DATA SUPPLIED section start
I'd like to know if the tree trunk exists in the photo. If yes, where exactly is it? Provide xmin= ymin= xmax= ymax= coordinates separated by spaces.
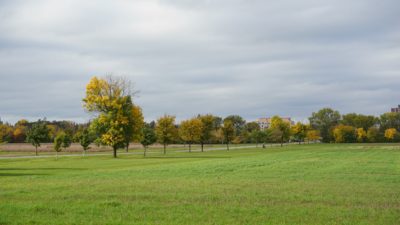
xmin=113 ymin=146 xmax=117 ymax=158
xmin=35 ymin=146 xmax=38 ymax=156
xmin=226 ymin=142 xmax=229 ymax=151
xmin=56 ymin=151 xmax=58 ymax=160
xmin=163 ymin=144 xmax=166 ymax=155
xmin=126 ymin=142 xmax=129 ymax=152
xmin=144 ymin=147 xmax=147 ymax=157
xmin=201 ymin=142 xmax=204 ymax=152
xmin=189 ymin=143 xmax=191 ymax=153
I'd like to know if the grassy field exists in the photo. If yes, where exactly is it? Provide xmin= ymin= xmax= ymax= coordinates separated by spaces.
xmin=0 ymin=144 xmax=399 ymax=225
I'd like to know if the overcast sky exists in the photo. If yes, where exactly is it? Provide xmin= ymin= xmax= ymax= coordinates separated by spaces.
xmin=0 ymin=0 xmax=399 ymax=124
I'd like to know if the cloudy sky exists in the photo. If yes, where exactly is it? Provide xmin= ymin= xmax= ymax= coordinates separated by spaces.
xmin=0 ymin=0 xmax=399 ymax=124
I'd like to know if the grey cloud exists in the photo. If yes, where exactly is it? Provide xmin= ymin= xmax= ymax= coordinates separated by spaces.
xmin=0 ymin=0 xmax=399 ymax=124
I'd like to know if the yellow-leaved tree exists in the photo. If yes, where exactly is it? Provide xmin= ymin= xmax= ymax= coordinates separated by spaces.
xmin=83 ymin=76 xmax=143 ymax=158
xmin=384 ymin=128 xmax=397 ymax=142
xmin=356 ymin=128 xmax=367 ymax=143
xmin=155 ymin=115 xmax=178 ymax=155
xmin=270 ymin=116 xmax=291 ymax=147
xmin=179 ymin=118 xmax=202 ymax=152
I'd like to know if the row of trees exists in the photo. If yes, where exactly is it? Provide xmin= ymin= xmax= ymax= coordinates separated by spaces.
xmin=309 ymin=108 xmax=400 ymax=143
xmin=0 ymin=119 xmax=85 ymax=144
xmin=1 ymin=76 xmax=399 ymax=158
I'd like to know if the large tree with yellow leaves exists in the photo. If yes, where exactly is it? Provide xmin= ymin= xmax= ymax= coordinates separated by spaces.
xmin=83 ymin=76 xmax=143 ymax=158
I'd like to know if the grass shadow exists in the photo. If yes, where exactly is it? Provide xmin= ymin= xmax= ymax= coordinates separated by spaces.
xmin=0 ymin=168 xmax=86 ymax=171
xmin=0 ymin=173 xmax=48 ymax=177
xmin=143 ymin=156 xmax=231 ymax=159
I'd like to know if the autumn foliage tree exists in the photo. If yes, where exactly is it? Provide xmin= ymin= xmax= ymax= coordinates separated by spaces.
xmin=291 ymin=122 xmax=308 ymax=144
xmin=270 ymin=116 xmax=291 ymax=147
xmin=179 ymin=118 xmax=202 ymax=152
xmin=83 ymin=76 xmax=143 ymax=158
xmin=306 ymin=130 xmax=320 ymax=143
xmin=384 ymin=128 xmax=397 ymax=142
xmin=333 ymin=125 xmax=356 ymax=143
xmin=198 ymin=114 xmax=215 ymax=152
xmin=155 ymin=115 xmax=177 ymax=155
xmin=222 ymin=120 xmax=235 ymax=151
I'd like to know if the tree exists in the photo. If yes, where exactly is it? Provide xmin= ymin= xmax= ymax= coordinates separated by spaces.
xmin=26 ymin=120 xmax=50 ymax=156
xmin=268 ymin=128 xmax=283 ymax=144
xmin=179 ymin=118 xmax=202 ymax=152
xmin=291 ymin=122 xmax=308 ymax=144
xmin=223 ymin=115 xmax=246 ymax=136
xmin=155 ymin=115 xmax=177 ymax=155
xmin=379 ymin=113 xmax=400 ymax=131
xmin=222 ymin=120 xmax=235 ymax=151
xmin=306 ymin=130 xmax=320 ymax=143
xmin=54 ymin=133 xmax=64 ymax=160
xmin=62 ymin=134 xmax=72 ymax=151
xmin=83 ymin=76 xmax=139 ymax=158
xmin=309 ymin=108 xmax=340 ymax=143
xmin=384 ymin=128 xmax=397 ymax=142
xmin=0 ymin=123 xmax=13 ymax=143
xmin=250 ymin=130 xmax=267 ymax=147
xmin=341 ymin=113 xmax=377 ymax=131
xmin=367 ymin=127 xmax=381 ymax=143
xmin=79 ymin=128 xmax=93 ymax=156
xmin=122 ymin=100 xmax=144 ymax=152
xmin=246 ymin=122 xmax=260 ymax=133
xmin=198 ymin=114 xmax=215 ymax=152
xmin=270 ymin=116 xmax=291 ymax=147
xmin=356 ymin=128 xmax=367 ymax=143
xmin=333 ymin=125 xmax=356 ymax=143
xmin=141 ymin=126 xmax=157 ymax=157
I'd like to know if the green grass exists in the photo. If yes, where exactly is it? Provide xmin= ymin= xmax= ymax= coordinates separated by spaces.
xmin=1 ymin=144 xmax=399 ymax=225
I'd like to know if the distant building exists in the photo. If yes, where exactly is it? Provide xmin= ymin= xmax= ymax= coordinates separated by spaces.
xmin=391 ymin=105 xmax=400 ymax=113
xmin=257 ymin=117 xmax=294 ymax=130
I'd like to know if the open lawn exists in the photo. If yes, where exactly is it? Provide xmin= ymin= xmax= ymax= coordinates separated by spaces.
xmin=0 ymin=144 xmax=399 ymax=225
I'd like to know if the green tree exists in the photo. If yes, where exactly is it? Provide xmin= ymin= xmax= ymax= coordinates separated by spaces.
xmin=270 ymin=116 xmax=291 ymax=147
xmin=223 ymin=115 xmax=246 ymax=136
xmin=155 ymin=115 xmax=177 ymax=155
xmin=83 ymin=76 xmax=139 ymax=158
xmin=222 ymin=120 xmax=235 ymax=151
xmin=246 ymin=122 xmax=260 ymax=133
xmin=367 ymin=127 xmax=381 ymax=143
xmin=122 ymin=100 xmax=144 ymax=152
xmin=141 ymin=126 xmax=157 ymax=157
xmin=179 ymin=118 xmax=202 ymax=152
xmin=379 ymin=113 xmax=400 ymax=131
xmin=26 ymin=120 xmax=50 ymax=156
xmin=198 ymin=114 xmax=215 ymax=152
xmin=79 ymin=128 xmax=93 ymax=156
xmin=54 ymin=133 xmax=64 ymax=160
xmin=341 ymin=113 xmax=377 ymax=131
xmin=309 ymin=108 xmax=341 ymax=143
xmin=62 ymin=134 xmax=72 ymax=151
xmin=250 ymin=130 xmax=267 ymax=147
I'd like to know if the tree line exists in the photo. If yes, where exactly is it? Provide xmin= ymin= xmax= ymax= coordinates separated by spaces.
xmin=1 ymin=76 xmax=399 ymax=158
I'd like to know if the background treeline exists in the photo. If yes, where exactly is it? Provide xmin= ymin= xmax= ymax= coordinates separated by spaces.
xmin=1 ymin=108 xmax=399 ymax=146
xmin=1 ymin=76 xmax=399 ymax=158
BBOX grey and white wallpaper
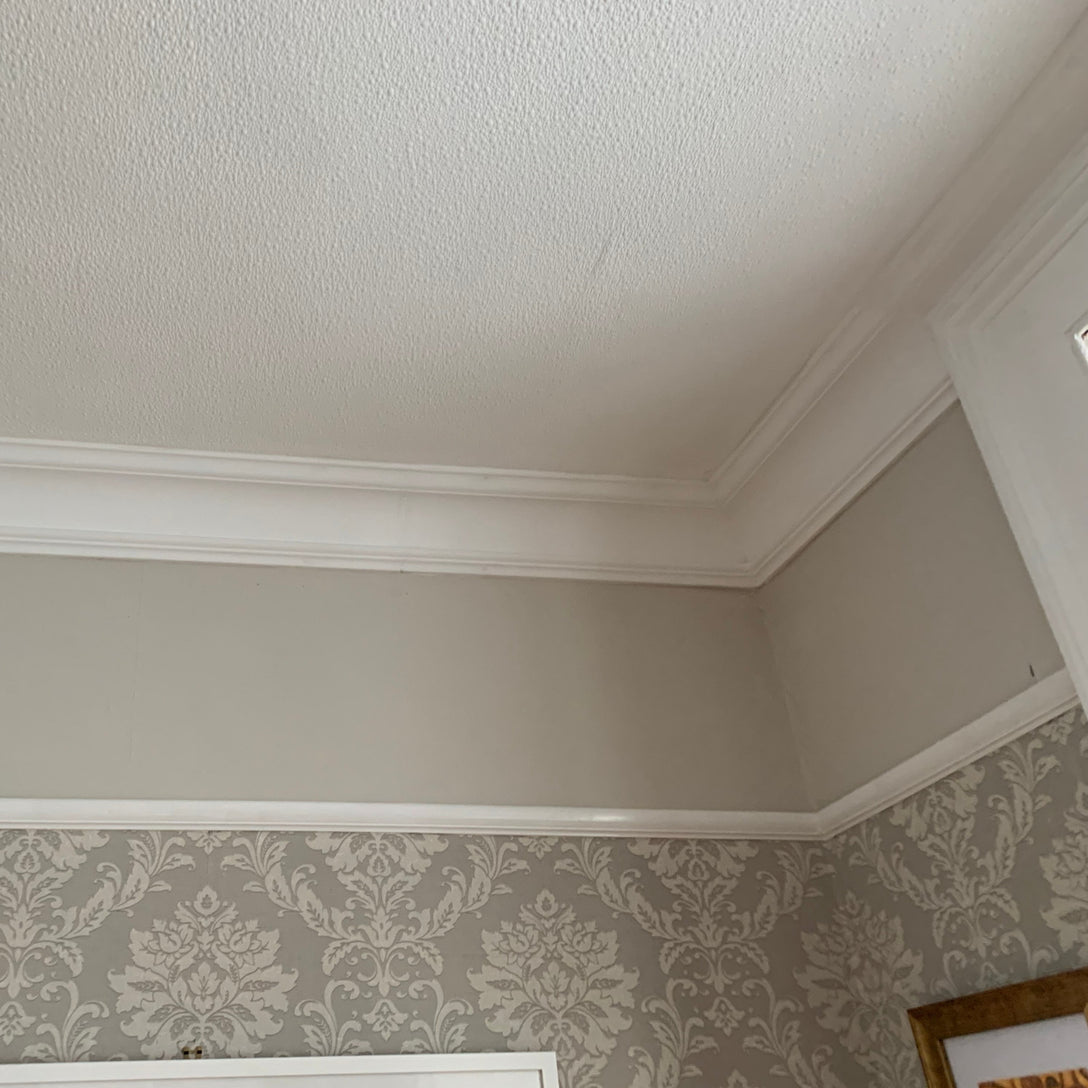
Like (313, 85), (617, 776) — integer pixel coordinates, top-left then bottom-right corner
(821, 703), (1088, 1087)
(1, 704), (1087, 1088)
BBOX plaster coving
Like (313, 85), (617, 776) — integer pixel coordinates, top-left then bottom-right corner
(4, 9), (1087, 584)
(0, 356), (953, 588)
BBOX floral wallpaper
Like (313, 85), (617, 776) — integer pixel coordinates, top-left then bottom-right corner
(1, 704), (1087, 1088)
(0, 828), (837, 1086)
(819, 703), (1088, 1088)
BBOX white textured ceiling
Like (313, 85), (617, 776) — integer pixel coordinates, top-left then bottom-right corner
(1, 1), (1084, 477)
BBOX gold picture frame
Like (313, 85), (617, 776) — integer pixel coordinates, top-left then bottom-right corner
(908, 966), (1088, 1087)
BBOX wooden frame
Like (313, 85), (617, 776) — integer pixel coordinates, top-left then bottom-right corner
(909, 967), (1088, 1087)
(0, 1052), (561, 1088)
DATA SUPPLIED section end
> **EXERCISE BRIEF**
In the entries above, find each line with the word "BBOX" and return it.

> **OUTPUT OF THE TASK**
BBOX grey and white wallpaper
BBOX plaster coving
BBOX floral wallpaper
BBOX white textured ceiling
BBOX gold picture frame
BBOX wooden frame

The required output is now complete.